==== SUPPLIED PASSAGE ====

Lifeline Aotearoa calling for support after losing music festival’s large donation


The cancellation of Rhythm & Vines is not just a setback for music fans – it’s left a charity out of pocket.

Lifeline operations manager Helena de Fontenay.

Lifeline’s Helena de Fontenay Photo: Lifeline Aotearoa

Lifeline Aoteaora operates a phone and text service for people who are in distress or suicidal and for the past four years the music festival has donated part of its ticket sales to the charity.

This year’s chunk of change was expected to be about $30,000.

Lifeline’s Helena de Fontenay told Checkpoint the loss of the donation would have an impact.

It would have paid for 1000 Lifeline calls or the salary of a part-time counsellor for a year.

The funding cut comes at a time when the service is in more demand than ever, thanks in part to the Covid-19 pandemic.

Calls have gone up by 20 percent since 2019 while use of the texting service is up by 30 percent.

“A lot of people think we’re government-funded and we’re not.

“We do rely on the donations of great supporters like Rhythm & Vines to keep going.”

The costs associated with handling one call amount to $30, “so if you can donate $30 that would be great.”

De Fontenay knows Lifeline is also competing with other charity appeals, such as those helping refugees fleeing the war in Ukraine.

As well, the cost of living is rising with New Zealanders hit by higher costs for items such as petrol.

However, she hopes there may be a corporate sponsor who may be willing to give them a hand at a time when many people are lonely.

A lot of people used the Lifeline service because they had noone else to talk to, she said.

Loneliness has become more prevalent during the Covid-19 pandemic, especially during lockdowns.

She encouraged people to use the likes of Facetime and Facebook to stay in touch with each other.

“It’s [loneliness] one of our biggest reasons that people call.”

==== EXTRACTED ENTRIES ====

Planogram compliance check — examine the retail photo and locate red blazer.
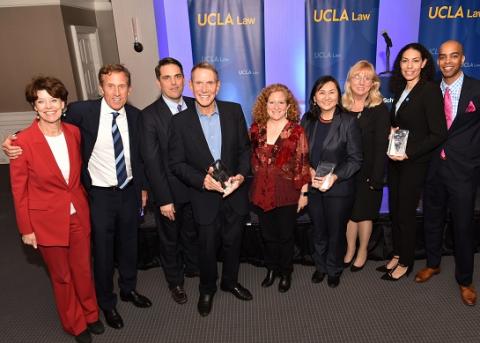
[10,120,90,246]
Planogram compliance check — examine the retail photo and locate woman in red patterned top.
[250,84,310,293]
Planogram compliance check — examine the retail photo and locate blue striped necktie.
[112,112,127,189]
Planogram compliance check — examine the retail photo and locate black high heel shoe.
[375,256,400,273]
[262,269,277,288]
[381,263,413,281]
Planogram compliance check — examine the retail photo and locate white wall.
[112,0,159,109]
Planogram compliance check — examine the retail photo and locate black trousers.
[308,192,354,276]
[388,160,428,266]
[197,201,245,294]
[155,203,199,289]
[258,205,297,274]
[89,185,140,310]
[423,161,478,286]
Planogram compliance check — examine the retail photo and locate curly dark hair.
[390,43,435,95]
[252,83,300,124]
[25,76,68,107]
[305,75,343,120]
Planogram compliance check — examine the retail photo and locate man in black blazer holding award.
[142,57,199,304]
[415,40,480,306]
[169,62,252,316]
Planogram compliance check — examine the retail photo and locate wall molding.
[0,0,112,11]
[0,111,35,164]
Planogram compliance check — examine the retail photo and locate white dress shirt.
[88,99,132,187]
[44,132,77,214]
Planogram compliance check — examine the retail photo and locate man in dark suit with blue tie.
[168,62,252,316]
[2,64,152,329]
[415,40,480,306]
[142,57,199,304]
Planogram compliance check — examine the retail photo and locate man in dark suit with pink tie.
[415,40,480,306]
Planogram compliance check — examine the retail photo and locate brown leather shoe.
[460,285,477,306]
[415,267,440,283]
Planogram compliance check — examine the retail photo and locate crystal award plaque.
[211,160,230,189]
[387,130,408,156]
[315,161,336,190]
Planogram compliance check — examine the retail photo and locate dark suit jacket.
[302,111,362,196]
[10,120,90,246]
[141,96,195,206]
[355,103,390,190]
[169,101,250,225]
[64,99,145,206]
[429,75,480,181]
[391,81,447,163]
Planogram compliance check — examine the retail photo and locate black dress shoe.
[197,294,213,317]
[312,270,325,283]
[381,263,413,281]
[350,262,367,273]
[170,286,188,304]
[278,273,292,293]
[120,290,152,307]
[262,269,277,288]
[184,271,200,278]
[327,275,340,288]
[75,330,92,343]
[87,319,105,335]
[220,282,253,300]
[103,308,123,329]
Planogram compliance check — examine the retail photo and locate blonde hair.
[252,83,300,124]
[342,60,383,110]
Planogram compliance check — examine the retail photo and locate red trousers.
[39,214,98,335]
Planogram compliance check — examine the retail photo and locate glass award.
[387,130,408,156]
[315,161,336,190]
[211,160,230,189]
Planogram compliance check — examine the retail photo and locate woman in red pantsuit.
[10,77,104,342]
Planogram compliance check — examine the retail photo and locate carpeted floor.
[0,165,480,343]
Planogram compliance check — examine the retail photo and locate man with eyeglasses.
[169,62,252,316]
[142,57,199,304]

====
==== EXTRACTED ENTRIES ====

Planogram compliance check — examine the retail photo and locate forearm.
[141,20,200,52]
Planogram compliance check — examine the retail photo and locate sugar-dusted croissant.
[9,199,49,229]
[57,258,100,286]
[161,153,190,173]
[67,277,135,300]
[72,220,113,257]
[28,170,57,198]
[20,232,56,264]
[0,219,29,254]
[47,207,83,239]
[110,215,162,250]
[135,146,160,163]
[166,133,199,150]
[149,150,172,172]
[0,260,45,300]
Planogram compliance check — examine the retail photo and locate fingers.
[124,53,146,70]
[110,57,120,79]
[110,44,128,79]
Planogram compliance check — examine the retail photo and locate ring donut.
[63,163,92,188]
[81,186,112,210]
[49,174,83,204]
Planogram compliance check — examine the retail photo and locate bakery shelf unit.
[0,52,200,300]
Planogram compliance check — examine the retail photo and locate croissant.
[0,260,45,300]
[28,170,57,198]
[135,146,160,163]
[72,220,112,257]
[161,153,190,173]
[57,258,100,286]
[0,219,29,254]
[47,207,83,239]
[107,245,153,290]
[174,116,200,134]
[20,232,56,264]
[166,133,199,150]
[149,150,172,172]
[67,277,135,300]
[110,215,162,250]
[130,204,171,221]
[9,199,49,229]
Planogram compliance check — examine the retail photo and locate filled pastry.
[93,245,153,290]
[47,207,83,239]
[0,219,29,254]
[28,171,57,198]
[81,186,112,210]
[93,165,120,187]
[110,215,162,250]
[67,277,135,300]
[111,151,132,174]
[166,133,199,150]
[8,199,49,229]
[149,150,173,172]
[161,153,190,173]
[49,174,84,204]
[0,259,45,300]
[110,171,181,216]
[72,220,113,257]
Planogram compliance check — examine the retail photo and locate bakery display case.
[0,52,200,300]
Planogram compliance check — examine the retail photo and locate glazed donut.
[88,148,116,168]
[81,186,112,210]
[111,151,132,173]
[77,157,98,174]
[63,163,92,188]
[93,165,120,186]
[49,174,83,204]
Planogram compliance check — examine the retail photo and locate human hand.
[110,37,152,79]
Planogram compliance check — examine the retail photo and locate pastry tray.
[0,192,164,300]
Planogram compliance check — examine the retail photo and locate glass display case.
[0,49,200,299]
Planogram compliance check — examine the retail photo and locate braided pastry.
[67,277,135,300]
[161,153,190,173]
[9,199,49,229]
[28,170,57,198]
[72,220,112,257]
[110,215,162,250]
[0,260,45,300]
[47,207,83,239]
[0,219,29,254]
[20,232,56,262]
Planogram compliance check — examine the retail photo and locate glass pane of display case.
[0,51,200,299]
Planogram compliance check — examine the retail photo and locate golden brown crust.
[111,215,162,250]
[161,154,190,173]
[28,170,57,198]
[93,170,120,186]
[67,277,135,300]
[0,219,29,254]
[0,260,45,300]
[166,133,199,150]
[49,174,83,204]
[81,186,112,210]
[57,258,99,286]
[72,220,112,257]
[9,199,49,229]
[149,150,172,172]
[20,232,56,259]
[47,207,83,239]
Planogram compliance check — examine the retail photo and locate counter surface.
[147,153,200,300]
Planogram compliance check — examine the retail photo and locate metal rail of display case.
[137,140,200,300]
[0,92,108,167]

====
==== EXTRACTED ENTRIES ====

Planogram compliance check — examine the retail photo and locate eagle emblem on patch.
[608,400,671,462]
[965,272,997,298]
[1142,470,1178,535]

====

_WORK TO COMPLETE_:
Repeat the part of the article on Lifeline Aotearoa's lost festival donation starting with "The cancellation of" and going on through "for a year.", word for word. The entries are not used in any way here.

_OUTPUT FOR THIS EXERCISE_:
The cancellation of Rhythm & Vines is not just a setback for music fans – it’s left a charity out of pocket.

Lifeline operations manager Helena de Fontenay.

Lifeline’s Helena de Fontenay Photo: Lifeline Aotearoa

Lifeline Aoteaora operates a phone and text service for people who are in distress or suicidal and for the past four years the music festival has donated part of its ticket sales to the charity.

This year’s chunk of change was expected to be about $30,000.

Lifeline’s Helena de Fontenay told Checkpoint the loss of the donation would have an impact.

It would have paid for 1000 Lifeline calls or the salary of a part-time counsellor for a year.